# YOUR TASKS
a. In the blog excerpt about Laynee, where did the writer find the picture of Laynee with Jade?
b. Continue the blog excerpt about Laynee, starting after its final sentence.

Now You are exalted to the highest place
King of the heavens, where one day I'll bow
But for now, I marvel at Your saving grace
And I'm full of praise once again
I'm full of praise once again

Thank You for the cross
Thank You for the cross
Thank You for the cross, my Friend












                                                               Once Again

Friday, November 19, 2010

I found this picture in my uncle's photo album on facebook and I just had to share it.
Laynee with her Jade. She's so radiantly beautiful, so happy.  She absolutely
takes my breath away.




Wednesday, November 17, 2010

Laughter

Today I found myself missing the laughter that Laynee used to bring to our home.  On the days when the kids are in school and I am home alone, the house is so quiet.  I miss the silly little things that she was constantly doing to make me laugh.  We have plenty of laughter in our home now but it is of a different sort.  The laughter that Laynee brought was so spontaneous, born of her pure innocence.    She was so busy, so determined, so ornery, and so incredibly funny.  I miss her silly faces, her expressions,  her bossiness, and her dances.  I miss dancing with her in the kitchen when no one was watching and singing completely off key to hear her laugh at me.  I miss the laughter that came when one of the kids hid behind a chair to jump out with a BOO.  And calling to everyone to come quick to see the predicament she'd gotten herserlf into this time.  I think back to when the kid's friends would be around and she would keep them all in stitches with her silly ways.  I long to hear the sound drifting through my window of my niece, Dani and nephew, Garrett laughing with Laynee.  I ache to hear her delight on the swings. 

I realize now that we took all that laughter for granted.  We didn't cherish that laughter like we should have.  I can't help wondering if we will ever again laugh with such carefree abandonment.

# DATA EXTRACT
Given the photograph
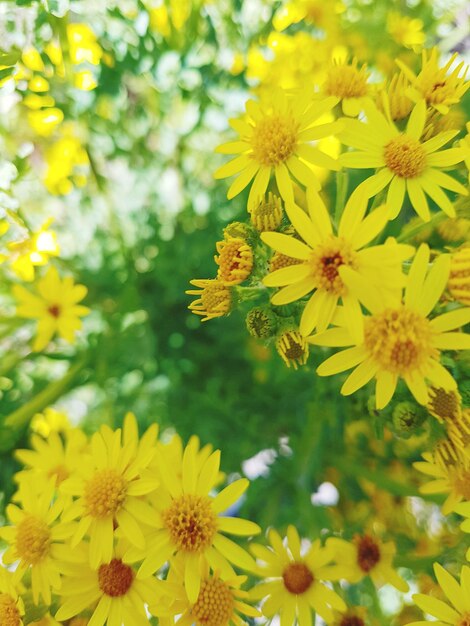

# OUTPUTS
a. In the writer's uncle's photo album on Facebook.

b.
Tuesday, November 16, 2010

Dear Laynee,

I am missing you something fierce tonight.  Daddy and I went to a visitation together.  The mother of some of our friends died a few days ago.  I know that she is up in heaven and I think she's probably making you laugh because she had a way of making people laugh and she really loved little people.  But I also know that the people left here are going to miss her alot. 

After the visitation Daddy and I stopped at your grave.  We don't go there together very often.  I go there all the time and daddy  goes alot, but not usually together.  It hurt to go together because we know how much the other is hurting. 

I heard this song today and it made me cry.  Of course, I did not write this song but the words are just what I'm thinking all the time.  This hole in my heart just seems to get bigger and bigger.  Missing you is not getting any better.   Tonight my arms hurt from wanting to hold you.

I miss you and I love you so much
Mommy

Sunday, November 14, 2010

Choices

I continue to be amazed at how time keeps marching on. Though it seems implausible under the circumstances, the phrase "Life goes on" remains absolute.  The pain of grief has not decreased with time,  but it is different.  With much hard work and determination, the chaotic messiness of traumatic stress has diminished somewhat. In it's aftermath remains nothing  but deep, lonely emptiness.  The combination of trauma and grief seems to have eaten a cavernous hole at the very core of my being.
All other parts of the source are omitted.